Which lines of the stored items below contain the string "tree", with case counting? Report each of those lines in full.

[Begin DATA LINES]

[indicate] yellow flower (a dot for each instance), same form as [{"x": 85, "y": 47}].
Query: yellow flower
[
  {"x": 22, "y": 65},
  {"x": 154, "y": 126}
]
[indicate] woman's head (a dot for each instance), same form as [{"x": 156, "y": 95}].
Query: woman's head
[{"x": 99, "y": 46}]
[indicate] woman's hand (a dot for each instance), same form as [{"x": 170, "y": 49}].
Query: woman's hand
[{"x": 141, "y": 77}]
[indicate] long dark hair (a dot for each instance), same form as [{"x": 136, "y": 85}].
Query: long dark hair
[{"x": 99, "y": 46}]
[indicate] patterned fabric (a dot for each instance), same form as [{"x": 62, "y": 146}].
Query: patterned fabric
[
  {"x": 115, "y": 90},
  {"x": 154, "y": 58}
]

[End DATA LINES]
[Begin DATA LINES]

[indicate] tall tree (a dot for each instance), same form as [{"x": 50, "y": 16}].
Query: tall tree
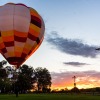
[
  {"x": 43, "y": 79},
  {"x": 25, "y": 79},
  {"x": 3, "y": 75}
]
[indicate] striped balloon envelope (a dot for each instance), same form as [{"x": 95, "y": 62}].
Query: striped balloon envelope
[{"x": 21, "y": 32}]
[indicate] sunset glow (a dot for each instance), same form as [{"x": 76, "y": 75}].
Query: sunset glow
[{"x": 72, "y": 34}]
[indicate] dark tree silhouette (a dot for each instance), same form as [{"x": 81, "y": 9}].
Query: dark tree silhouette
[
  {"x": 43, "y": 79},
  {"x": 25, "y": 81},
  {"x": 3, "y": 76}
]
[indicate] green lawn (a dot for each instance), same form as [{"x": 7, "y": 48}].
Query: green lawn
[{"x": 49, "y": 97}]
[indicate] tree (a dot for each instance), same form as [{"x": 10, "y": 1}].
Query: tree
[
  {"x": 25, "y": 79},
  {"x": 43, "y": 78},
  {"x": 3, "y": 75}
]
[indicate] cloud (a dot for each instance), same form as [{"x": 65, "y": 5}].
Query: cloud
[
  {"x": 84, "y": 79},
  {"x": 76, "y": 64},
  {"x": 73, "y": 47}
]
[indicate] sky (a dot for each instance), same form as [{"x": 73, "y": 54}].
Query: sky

[End DATA LINES]
[Begin DATA LINES]

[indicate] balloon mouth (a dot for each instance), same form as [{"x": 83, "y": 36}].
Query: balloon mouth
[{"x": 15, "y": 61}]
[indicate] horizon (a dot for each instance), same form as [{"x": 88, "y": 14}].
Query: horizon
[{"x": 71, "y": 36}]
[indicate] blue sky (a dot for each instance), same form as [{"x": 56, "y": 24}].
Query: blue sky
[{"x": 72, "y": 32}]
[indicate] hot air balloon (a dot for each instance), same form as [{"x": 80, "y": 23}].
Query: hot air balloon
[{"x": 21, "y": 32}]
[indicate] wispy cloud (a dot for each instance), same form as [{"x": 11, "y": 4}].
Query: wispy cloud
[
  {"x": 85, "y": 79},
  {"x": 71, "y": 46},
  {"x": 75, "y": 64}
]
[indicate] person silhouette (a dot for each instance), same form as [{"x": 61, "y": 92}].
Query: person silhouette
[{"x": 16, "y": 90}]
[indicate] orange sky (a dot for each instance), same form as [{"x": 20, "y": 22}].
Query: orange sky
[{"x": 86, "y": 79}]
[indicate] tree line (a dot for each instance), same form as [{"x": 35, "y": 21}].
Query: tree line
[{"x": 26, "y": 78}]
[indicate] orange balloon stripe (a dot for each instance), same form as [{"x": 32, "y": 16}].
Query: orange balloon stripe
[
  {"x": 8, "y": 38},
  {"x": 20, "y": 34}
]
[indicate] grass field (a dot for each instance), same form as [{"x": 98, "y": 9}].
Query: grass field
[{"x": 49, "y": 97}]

[End DATA LINES]

**ANSWER TO THIS PROBLEM:**
[indicate] tall tree (a dot for each instance), same form as [{"x": 50, "y": 16}].
Query: tall tree
[indicate] dark tree silhouette (a dot for each instance), same form as [{"x": 81, "y": 9}].
Query: dark tree silhouette
[indicate] tree (a dot for each instance), same form as [{"x": 10, "y": 1}].
Query: tree
[indicate] tree line (a dot for each instance), same form as [{"x": 35, "y": 21}].
Query: tree line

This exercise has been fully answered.